■ **Data provided**:

-.-.-

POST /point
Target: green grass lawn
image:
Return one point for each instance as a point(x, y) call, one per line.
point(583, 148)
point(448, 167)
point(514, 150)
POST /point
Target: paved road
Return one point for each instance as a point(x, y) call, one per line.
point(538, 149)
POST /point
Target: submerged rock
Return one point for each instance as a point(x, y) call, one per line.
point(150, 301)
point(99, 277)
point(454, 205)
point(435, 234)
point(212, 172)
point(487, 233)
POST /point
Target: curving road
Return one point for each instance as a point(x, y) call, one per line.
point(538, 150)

-.-.-

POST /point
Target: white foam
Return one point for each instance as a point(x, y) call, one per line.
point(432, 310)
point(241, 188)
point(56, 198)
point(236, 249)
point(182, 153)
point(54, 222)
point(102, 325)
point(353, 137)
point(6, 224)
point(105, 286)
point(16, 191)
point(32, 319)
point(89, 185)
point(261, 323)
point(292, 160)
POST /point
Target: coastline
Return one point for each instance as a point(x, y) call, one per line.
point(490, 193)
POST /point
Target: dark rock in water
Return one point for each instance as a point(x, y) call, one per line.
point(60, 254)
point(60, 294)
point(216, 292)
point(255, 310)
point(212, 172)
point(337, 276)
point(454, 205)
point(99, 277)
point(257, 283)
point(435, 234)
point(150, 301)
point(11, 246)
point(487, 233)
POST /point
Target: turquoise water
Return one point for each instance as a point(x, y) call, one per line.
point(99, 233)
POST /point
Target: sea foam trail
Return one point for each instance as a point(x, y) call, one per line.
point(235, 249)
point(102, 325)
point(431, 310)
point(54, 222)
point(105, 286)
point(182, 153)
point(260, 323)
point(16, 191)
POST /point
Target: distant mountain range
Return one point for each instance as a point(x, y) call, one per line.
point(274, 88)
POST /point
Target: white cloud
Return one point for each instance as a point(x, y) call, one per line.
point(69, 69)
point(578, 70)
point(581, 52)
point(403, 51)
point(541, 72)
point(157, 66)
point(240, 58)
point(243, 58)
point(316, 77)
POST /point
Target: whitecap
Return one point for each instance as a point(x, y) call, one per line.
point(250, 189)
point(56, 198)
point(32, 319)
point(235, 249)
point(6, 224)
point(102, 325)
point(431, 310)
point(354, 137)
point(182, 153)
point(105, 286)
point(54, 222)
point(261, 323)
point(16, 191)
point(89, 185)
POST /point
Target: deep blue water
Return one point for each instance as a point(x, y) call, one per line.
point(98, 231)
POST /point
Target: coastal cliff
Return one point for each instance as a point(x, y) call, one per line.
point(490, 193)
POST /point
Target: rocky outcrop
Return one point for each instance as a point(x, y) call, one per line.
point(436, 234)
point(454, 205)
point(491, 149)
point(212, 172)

-.-.-

■ **What to work on**:
Pull out each line of the records holding the string "foam".

■ **Response below**:
Target: white foam
Target: sea foam trail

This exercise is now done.